## [Task directions]
Repeat the data exactly, so that every line matches the original.

## [Extracted entries]
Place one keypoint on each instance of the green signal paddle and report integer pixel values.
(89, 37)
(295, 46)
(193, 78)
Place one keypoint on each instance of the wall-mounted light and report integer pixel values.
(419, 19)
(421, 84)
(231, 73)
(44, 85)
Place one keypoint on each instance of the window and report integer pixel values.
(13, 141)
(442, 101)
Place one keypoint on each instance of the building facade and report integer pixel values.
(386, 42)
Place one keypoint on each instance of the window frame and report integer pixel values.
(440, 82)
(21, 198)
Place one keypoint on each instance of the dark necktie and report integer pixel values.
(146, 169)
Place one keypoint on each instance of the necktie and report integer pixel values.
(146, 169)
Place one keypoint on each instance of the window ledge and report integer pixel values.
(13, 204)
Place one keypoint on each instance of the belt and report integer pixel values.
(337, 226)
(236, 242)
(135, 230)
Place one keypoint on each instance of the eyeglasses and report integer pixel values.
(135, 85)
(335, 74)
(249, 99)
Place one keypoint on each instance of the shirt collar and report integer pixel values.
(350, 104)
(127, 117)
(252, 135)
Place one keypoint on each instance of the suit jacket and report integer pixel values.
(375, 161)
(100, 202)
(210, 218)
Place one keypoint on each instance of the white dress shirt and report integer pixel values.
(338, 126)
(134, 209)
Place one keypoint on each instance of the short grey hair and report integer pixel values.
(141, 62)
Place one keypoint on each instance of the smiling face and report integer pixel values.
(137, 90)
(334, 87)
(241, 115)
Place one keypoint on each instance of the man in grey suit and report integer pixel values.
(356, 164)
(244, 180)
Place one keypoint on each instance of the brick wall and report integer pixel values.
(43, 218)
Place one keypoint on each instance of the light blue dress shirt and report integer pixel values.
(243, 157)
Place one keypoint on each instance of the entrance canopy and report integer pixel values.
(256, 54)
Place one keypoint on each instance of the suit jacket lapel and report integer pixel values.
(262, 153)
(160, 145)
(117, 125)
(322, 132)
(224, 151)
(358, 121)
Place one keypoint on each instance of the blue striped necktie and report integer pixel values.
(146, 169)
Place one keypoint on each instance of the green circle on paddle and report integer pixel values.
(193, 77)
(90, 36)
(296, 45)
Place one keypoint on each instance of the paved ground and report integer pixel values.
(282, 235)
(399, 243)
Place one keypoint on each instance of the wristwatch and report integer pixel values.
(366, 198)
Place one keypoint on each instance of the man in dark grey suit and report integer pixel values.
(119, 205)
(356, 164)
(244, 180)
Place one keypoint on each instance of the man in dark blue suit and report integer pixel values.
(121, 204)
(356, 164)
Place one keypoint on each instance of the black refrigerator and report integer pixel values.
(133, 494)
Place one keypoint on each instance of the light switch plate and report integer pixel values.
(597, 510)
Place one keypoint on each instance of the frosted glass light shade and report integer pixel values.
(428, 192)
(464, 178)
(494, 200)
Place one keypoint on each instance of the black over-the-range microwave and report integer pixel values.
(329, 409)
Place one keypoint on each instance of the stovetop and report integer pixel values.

## [Reply]
Place one keypoint on each instance of the green signal paddle and report integer pixel values.
(89, 37)
(295, 46)
(193, 78)
Place one keypoint on each instance of the wall-mounted light and report integer pixel values.
(419, 19)
(421, 84)
(231, 73)
(44, 85)
Place one keypoint on each instance of the window and report integer pixel values.
(13, 141)
(442, 101)
Place one keypoint on each instance of the building facade and report integer pixel values.
(386, 42)
Place one keypoint on each instance of the window frame and report integer pixel values.
(440, 82)
(21, 198)
Place one keypoint on each instance of the dark necktie and report integer pixel values.
(146, 169)
Place one keypoint on each instance of the necktie and report integer pixel values.
(146, 169)
Place one keypoint on each instance of the window ledge and report integer pixel values.
(13, 204)
Place one keypoint on each instance of the belt and report integer pixel values.
(337, 226)
(236, 242)
(135, 230)
Place one keypoint on each instance of the eyeglasses and report integer pixel values.
(135, 85)
(335, 74)
(249, 99)
Place one keypoint on each instance of the shirt collar and report integer pixel values.
(350, 104)
(127, 117)
(252, 135)
Place one keypoint on each instance of the suit jacket and report integer pixel values.
(375, 161)
(100, 202)
(210, 218)
Place one keypoint on each instance of the white dress shirt and report integer pixel values.
(338, 126)
(134, 209)
Place one keypoint on each instance of the short grey hair and report integer pixel values.
(141, 62)
Place one keypoint on each instance of the smiling face and report integer pixel values.
(137, 90)
(334, 87)
(241, 115)
Place one keypoint on each instance of the man in grey suit and report integer pixel values.
(356, 164)
(244, 180)
Place one keypoint on each instance of the brick wall and report integer pixel values.
(43, 218)
Place one keypoint on each instance of the light blue dress shirt and report integer pixel values.
(243, 157)
Place one keypoint on each instance of the entrance canopy and report integer pixel values.
(256, 54)
Place one keypoint on each instance of the suit jacket lapel and report integer pixel values.
(262, 153)
(160, 145)
(117, 125)
(322, 132)
(224, 151)
(358, 121)
Place one keypoint on each instance of the blue striped necktie and report integer pixel values.
(146, 169)
Place one keypoint on each instance of the green circle on paddle and report integer pixel values.
(193, 77)
(90, 36)
(296, 45)
Place one keypoint on each instance of the paved ground and report integer pixel values.
(282, 235)
(399, 243)
Place one keypoint on each instance of the wristwatch and report integer pixel values.
(366, 198)
Place one keypoint on each instance of the man in dark grey suit and report integer pixel values.
(119, 205)
(356, 164)
(244, 180)
Place one keypoint on each instance of the man in dark blue suit and report integer pixel values.
(121, 204)
(356, 164)
Place one keypoint on each instance of the black refrigerator and report integer pixel values.
(133, 494)
Place one keypoint on each instance of the light switch plate and report integer pixel values.
(597, 510)
Place one keypoint on each instance of the frosted glass light shade and report integer pixel values.
(428, 192)
(464, 178)
(494, 200)
Place one keypoint on each instance of the black over-the-range microwave and report integer pixel values.
(329, 409)
Place one keypoint on each instance of the stovetop and report integer pixel values.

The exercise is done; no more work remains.